**DATA SUPPLIED**
—————

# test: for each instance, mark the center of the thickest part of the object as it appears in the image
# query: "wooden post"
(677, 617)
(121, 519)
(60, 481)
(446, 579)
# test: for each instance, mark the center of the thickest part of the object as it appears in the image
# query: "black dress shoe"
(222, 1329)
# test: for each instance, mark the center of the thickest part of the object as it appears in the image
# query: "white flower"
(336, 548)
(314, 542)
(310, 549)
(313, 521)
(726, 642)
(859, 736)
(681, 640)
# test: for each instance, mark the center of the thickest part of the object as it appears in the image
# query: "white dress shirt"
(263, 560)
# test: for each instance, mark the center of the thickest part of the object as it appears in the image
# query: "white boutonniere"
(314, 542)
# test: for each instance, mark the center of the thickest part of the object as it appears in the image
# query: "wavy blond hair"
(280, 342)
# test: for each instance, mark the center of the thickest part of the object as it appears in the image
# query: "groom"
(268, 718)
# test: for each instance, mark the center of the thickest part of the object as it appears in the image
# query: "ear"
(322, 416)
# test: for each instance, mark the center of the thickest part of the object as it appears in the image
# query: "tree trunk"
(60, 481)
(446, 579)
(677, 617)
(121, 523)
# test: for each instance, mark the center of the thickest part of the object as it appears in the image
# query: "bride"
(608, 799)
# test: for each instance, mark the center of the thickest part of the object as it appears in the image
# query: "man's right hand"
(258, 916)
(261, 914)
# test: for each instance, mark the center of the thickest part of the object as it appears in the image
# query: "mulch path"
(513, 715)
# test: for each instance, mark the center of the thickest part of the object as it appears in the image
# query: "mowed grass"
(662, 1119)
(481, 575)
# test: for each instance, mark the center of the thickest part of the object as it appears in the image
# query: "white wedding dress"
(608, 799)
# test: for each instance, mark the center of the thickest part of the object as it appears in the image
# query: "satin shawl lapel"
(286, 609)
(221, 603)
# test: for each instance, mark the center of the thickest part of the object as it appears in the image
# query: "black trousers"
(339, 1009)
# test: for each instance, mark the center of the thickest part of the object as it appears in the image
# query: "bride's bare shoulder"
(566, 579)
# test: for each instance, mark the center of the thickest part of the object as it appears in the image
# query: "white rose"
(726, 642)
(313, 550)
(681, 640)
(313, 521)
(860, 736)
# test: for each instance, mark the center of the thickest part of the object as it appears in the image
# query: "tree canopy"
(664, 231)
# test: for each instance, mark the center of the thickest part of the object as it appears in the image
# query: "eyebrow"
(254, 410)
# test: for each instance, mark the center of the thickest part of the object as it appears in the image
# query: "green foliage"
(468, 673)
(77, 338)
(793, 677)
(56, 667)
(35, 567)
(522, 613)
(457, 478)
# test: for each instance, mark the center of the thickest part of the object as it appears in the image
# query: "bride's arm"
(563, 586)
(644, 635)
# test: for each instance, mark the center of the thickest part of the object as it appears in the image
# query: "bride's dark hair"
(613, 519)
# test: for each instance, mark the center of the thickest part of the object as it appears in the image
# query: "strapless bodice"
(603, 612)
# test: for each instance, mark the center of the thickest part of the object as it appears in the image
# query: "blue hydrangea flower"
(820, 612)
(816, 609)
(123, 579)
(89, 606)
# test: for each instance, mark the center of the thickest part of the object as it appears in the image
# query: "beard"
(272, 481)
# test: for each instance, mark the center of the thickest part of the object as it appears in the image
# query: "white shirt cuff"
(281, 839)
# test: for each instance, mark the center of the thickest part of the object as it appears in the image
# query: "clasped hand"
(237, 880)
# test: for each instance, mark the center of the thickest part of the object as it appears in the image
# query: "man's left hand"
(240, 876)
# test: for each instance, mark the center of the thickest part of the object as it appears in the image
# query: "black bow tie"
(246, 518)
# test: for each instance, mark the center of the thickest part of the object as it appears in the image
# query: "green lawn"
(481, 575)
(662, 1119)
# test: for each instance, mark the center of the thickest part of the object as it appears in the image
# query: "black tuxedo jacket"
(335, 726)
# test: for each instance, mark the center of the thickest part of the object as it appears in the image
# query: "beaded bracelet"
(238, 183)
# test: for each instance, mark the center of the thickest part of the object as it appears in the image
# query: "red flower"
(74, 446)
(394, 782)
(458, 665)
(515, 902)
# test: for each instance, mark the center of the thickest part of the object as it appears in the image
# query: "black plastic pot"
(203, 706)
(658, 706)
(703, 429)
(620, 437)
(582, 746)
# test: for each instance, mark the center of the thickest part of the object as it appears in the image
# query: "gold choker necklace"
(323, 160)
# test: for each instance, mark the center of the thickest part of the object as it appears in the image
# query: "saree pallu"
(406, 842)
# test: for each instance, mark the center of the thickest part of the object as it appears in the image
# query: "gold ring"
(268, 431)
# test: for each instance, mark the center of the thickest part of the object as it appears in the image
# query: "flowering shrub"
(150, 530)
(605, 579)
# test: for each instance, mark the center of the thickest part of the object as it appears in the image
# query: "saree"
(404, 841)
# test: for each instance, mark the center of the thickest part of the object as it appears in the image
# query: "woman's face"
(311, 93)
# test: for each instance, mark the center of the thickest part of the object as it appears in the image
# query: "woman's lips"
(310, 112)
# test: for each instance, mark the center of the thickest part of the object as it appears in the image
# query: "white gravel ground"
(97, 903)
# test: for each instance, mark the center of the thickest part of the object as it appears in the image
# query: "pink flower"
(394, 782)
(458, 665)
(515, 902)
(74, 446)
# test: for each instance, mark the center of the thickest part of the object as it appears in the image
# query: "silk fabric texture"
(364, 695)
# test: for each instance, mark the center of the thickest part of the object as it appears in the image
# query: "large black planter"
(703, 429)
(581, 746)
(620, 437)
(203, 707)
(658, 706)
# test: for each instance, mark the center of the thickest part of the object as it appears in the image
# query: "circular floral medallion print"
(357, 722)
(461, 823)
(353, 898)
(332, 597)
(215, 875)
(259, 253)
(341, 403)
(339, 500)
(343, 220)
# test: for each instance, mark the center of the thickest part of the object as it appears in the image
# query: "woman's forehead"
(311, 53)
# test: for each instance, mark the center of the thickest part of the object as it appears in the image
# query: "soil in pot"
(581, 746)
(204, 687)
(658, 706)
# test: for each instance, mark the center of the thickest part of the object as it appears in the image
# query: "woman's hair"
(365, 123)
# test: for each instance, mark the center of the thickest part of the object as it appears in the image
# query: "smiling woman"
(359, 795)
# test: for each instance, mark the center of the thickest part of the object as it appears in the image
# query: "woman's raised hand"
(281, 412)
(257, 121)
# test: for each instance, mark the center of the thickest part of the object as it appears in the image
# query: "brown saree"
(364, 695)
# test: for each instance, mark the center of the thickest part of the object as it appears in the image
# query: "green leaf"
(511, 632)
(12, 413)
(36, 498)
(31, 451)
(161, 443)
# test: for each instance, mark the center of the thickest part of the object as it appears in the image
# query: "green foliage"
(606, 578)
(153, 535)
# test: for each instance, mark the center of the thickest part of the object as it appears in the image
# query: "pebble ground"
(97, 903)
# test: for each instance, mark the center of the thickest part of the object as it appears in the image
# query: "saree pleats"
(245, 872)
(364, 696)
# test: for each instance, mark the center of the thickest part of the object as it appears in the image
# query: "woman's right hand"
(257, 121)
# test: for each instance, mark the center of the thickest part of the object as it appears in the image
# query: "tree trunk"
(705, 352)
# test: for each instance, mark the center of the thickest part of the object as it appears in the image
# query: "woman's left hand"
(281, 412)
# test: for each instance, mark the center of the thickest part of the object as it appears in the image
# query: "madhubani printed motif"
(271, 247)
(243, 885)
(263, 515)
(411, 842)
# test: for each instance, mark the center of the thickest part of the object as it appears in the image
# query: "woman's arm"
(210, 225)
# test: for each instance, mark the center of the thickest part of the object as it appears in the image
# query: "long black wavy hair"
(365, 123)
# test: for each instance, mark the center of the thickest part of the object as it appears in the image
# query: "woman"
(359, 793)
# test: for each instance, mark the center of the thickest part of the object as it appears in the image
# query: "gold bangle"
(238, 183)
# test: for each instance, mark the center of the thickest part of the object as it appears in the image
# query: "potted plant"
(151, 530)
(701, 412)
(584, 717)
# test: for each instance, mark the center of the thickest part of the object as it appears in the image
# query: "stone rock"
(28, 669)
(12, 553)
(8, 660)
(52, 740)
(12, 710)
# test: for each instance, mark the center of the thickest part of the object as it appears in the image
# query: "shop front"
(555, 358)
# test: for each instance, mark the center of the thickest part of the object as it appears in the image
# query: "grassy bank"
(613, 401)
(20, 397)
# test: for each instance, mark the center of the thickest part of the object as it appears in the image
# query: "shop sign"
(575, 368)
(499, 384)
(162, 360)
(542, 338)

—————

**EXERCISE BRIEF**
State how many lines in the records above contain the word "black", and give only that number.

**EXERCISE SOLUTION**
7